> _WHAT TO PRODUCE_
Report each line of the records below that contains the string "batting", copying those lines in full.

--- Start EXTRACTED ENTRIES ---

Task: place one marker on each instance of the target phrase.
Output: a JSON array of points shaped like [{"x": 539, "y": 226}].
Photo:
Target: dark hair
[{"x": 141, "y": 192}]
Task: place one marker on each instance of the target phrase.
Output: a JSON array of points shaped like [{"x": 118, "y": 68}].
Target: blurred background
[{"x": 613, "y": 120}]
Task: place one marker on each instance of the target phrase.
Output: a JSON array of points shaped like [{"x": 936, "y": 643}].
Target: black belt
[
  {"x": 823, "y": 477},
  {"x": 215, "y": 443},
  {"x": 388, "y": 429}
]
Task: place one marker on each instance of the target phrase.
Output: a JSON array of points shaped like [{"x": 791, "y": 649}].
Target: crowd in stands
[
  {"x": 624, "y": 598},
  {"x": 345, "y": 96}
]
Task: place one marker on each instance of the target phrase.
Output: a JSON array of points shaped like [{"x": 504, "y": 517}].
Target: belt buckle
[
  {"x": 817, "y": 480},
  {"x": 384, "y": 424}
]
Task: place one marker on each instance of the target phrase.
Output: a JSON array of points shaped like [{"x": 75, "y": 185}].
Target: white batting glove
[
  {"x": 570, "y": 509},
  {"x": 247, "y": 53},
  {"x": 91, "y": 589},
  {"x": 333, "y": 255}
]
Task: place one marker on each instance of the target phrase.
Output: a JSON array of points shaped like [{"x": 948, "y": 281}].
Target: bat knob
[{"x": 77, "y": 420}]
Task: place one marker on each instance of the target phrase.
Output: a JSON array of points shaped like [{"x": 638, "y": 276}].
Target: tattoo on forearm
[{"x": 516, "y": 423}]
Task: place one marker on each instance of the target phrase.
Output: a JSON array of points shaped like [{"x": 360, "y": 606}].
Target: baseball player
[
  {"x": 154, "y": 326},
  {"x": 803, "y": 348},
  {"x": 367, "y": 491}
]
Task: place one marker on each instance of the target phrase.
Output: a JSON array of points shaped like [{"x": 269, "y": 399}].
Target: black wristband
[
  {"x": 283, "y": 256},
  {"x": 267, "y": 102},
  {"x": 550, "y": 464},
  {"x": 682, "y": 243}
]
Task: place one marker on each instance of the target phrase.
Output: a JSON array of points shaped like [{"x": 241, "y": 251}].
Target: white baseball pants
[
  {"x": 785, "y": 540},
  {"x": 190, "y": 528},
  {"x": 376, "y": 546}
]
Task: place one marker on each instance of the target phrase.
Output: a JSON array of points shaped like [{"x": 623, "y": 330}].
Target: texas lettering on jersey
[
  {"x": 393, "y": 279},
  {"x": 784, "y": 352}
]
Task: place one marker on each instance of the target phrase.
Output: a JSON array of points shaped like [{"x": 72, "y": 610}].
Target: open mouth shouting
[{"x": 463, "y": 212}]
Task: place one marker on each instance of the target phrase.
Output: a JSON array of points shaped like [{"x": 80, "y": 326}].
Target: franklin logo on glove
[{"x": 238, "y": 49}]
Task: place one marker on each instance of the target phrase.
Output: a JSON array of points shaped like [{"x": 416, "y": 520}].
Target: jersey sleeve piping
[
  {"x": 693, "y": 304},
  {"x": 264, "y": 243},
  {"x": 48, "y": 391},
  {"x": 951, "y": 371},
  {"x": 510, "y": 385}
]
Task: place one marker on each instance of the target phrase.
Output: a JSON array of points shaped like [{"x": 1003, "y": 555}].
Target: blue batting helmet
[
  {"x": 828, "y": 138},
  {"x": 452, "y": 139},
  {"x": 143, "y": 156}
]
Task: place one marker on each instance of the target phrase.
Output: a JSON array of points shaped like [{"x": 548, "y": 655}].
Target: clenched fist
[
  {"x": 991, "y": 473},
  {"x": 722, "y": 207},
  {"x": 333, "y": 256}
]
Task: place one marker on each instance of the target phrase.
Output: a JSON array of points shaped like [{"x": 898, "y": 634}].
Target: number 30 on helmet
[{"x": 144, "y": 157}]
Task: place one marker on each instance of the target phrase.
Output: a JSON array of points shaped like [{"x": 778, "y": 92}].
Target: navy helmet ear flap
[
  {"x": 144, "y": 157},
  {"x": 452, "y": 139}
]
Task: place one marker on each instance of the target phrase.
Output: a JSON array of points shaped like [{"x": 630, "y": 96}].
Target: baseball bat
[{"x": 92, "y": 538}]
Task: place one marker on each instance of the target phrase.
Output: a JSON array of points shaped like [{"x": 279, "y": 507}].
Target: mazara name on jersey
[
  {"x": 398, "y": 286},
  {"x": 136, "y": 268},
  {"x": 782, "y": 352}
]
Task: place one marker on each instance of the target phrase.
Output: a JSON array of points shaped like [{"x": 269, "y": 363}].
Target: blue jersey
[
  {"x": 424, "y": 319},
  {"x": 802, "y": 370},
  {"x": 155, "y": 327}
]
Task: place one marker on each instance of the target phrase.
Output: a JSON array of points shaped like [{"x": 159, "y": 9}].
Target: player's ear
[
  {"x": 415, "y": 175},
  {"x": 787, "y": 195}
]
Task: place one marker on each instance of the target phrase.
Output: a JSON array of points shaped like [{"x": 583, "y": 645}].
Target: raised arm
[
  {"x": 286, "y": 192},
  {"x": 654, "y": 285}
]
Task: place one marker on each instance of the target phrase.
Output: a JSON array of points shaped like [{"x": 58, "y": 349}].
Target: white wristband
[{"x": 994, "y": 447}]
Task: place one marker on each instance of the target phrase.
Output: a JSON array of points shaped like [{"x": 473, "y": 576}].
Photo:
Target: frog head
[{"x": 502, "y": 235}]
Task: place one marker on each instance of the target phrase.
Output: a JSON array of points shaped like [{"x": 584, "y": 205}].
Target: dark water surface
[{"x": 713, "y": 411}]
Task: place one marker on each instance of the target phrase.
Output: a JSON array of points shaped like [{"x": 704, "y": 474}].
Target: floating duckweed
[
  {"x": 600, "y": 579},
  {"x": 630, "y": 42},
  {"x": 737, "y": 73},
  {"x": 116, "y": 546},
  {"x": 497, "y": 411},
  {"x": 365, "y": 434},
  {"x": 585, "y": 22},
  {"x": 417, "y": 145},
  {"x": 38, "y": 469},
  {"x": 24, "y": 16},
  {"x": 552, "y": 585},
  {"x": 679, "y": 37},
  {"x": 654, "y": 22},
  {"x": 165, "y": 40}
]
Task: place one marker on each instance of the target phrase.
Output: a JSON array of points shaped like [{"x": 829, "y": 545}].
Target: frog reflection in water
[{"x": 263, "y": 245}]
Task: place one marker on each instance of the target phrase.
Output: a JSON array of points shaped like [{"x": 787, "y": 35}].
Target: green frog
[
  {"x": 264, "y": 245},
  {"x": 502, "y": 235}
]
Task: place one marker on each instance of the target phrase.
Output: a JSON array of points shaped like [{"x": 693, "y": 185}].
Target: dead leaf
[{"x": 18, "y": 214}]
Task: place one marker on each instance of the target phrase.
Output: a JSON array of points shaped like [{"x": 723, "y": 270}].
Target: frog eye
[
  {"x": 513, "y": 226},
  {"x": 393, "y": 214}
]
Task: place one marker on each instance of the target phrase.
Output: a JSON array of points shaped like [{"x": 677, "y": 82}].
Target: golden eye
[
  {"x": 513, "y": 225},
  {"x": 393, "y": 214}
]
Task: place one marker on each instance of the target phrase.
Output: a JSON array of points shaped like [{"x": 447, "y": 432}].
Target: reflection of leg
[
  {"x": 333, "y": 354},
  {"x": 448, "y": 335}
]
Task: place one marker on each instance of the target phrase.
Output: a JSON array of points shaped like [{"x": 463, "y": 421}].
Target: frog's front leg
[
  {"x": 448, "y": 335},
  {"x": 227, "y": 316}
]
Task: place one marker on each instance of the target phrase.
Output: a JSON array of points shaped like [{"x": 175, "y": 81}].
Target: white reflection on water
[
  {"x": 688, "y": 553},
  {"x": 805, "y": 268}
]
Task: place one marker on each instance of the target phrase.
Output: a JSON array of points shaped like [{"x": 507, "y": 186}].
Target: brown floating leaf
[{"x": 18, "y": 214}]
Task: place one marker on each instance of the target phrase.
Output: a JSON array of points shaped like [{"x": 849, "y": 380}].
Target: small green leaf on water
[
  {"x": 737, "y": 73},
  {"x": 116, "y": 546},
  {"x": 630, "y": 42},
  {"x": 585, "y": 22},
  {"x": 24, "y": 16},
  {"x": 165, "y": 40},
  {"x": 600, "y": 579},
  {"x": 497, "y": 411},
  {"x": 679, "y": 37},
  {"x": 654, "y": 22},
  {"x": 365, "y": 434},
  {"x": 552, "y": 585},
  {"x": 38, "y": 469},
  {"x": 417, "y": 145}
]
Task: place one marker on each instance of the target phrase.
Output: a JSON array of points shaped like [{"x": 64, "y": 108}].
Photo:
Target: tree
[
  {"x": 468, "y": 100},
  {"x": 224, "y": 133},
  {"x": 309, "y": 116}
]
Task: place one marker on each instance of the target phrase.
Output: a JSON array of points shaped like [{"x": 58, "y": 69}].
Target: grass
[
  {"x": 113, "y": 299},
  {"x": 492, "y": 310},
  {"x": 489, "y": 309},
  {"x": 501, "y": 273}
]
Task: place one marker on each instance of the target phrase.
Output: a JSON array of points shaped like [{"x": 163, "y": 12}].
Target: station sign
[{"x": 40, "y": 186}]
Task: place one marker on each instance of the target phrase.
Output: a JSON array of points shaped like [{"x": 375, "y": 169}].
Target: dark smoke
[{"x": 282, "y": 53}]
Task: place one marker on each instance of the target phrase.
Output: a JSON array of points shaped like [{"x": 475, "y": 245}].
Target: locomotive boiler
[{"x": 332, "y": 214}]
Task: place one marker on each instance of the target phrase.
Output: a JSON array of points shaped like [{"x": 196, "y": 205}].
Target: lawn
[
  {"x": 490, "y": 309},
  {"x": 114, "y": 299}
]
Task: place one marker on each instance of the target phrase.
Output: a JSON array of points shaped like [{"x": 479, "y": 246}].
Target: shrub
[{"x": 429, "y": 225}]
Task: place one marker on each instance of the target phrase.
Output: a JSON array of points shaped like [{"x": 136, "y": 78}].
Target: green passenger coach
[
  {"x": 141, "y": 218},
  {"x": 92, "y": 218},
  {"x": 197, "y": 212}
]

--- End EXTRACTED ENTRIES ---

> _RESPONSE BELOW_
Target: white batting glove
Target: blue batting helmet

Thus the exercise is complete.